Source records
----------
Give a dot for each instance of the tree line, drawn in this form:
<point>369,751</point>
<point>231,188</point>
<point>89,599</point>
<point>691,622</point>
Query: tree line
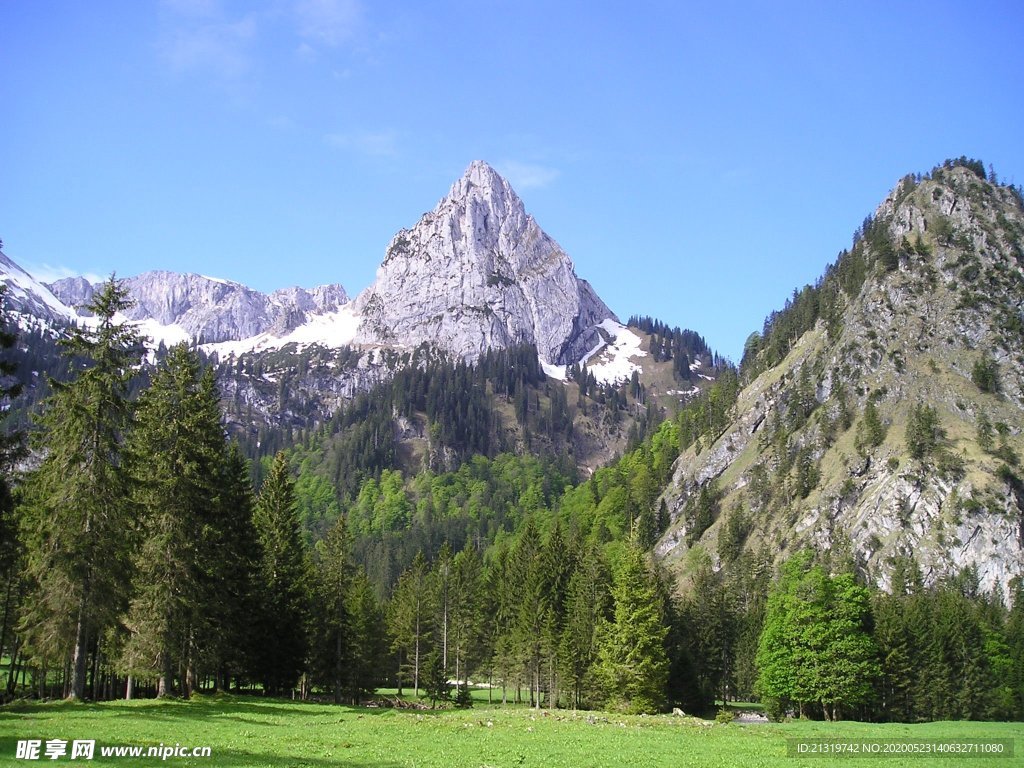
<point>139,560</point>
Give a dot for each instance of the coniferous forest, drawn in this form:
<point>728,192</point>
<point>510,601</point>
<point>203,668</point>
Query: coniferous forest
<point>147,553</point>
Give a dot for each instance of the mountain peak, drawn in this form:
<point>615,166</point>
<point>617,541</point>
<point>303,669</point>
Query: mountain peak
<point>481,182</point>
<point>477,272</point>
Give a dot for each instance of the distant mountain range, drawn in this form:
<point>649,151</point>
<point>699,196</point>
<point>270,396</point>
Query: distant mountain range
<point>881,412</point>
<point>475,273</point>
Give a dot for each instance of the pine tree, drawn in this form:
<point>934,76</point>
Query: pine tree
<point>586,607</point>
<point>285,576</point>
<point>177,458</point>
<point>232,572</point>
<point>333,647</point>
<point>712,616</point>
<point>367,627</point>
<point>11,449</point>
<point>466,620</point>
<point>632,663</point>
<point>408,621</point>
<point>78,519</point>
----------
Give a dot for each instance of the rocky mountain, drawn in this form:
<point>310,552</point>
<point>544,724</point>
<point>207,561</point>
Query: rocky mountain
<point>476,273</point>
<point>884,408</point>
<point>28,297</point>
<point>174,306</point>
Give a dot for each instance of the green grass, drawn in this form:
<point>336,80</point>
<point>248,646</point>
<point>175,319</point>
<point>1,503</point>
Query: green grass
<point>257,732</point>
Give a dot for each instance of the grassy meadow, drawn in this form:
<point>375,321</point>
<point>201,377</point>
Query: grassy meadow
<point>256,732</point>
----------
WHAT TO WORK ON:
Output unchanged the lines starting with the one that contains "Give a dot for each instance of the green" and ending with the one that contains "<point>256,732</point>", including both of those lines.

THE SOLUTION:
Give a dot for each instance of the green grass, drawn in this form:
<point>336,80</point>
<point>248,646</point>
<point>175,319</point>
<point>1,503</point>
Query: green grass
<point>257,732</point>
Give a dot for each instance of the grassy meadow, drawn in this form:
<point>375,321</point>
<point>201,377</point>
Query: grassy meadow
<point>256,732</point>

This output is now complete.